(Dataset items)

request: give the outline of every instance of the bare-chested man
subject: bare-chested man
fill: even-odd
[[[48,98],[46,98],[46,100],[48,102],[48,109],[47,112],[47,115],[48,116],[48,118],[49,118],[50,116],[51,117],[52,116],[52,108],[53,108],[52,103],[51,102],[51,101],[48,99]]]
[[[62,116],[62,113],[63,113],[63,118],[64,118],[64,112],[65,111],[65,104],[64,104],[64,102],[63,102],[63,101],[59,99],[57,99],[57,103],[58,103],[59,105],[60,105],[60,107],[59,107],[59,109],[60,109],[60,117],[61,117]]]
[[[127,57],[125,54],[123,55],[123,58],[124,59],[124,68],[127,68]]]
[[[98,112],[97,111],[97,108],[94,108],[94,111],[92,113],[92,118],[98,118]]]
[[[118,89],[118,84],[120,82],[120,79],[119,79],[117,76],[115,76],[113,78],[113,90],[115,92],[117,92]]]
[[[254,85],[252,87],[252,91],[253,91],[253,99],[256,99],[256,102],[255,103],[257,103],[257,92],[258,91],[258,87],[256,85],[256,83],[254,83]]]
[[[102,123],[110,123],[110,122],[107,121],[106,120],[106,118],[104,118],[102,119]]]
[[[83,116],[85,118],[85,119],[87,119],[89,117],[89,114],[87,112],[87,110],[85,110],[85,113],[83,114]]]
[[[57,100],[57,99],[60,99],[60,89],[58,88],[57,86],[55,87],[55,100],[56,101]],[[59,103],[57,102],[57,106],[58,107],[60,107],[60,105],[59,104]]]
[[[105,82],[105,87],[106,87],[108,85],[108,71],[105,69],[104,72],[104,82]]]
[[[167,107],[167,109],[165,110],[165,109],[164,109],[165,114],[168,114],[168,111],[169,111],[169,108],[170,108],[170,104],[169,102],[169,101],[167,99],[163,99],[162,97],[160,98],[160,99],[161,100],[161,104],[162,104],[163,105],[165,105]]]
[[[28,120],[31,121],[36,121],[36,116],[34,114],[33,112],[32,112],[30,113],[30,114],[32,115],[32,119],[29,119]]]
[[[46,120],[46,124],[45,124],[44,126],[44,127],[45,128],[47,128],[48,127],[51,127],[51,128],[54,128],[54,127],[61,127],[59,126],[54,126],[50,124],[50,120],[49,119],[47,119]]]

#### [TASK REQUIREMENTS]
Please transcribe all of the lines above exactly, without any changes.

#### [THE RESULT]
request: give the outline of every instance of the bare-chested man
subject: bare-chested man
fill: even-odd
[[[48,98],[46,98],[46,100],[48,102],[48,109],[47,112],[47,115],[48,116],[48,118],[49,118],[50,116],[51,117],[52,116],[52,108],[53,108],[52,103],[51,102],[51,101],[48,99]]]
[[[62,116],[62,113],[63,113],[63,118],[64,118],[64,112],[65,111],[65,104],[64,104],[64,102],[63,102],[63,101],[59,99],[57,99],[57,103],[58,103],[59,105],[60,105],[60,107],[59,107],[59,109],[60,109],[60,117],[61,117]]]
[[[127,57],[125,54],[123,55],[123,58],[124,59],[124,68],[127,68]]]
[[[98,112],[97,111],[97,108],[94,108],[94,111],[92,113],[92,118],[98,118]]]
[[[118,89],[118,84],[120,82],[120,79],[119,79],[117,76],[115,76],[113,78],[113,90],[115,92],[117,92]]]
[[[254,85],[252,87],[252,91],[253,91],[253,99],[256,99],[256,102],[255,103],[257,103],[257,92],[258,91],[258,87],[256,85],[256,83],[254,83]]]
[[[102,123],[110,123],[110,122],[107,121],[106,120],[106,118],[104,118],[102,119]]]
[[[83,116],[85,118],[85,119],[87,119],[89,117],[89,114],[87,112],[87,110],[85,110],[85,113],[83,114]]]
[[[57,100],[57,99],[60,99],[60,89],[58,88],[57,86],[55,87],[55,100],[56,101]],[[59,103],[57,102],[57,106],[58,107],[60,107],[60,105],[59,104]]]
[[[105,82],[105,87],[106,87],[108,85],[108,71],[105,69],[104,72],[104,82]]]
[[[167,107],[167,109],[165,110],[165,109],[164,109],[165,114],[168,114],[168,111],[169,111],[169,108],[170,108],[170,104],[169,102],[169,101],[167,99],[163,99],[162,97],[160,98],[160,99],[161,100],[161,104],[162,104],[163,105],[165,105]]]
[[[28,120],[31,121],[36,121],[36,116],[34,114],[33,112],[32,112],[30,113],[30,114],[32,115],[32,119],[29,119]]]
[[[46,120],[46,124],[45,124],[44,126],[44,127],[45,128],[47,128],[48,127],[51,127],[51,128],[54,128],[54,127],[61,127],[59,126],[54,126],[50,124],[50,120],[49,119],[47,119]]]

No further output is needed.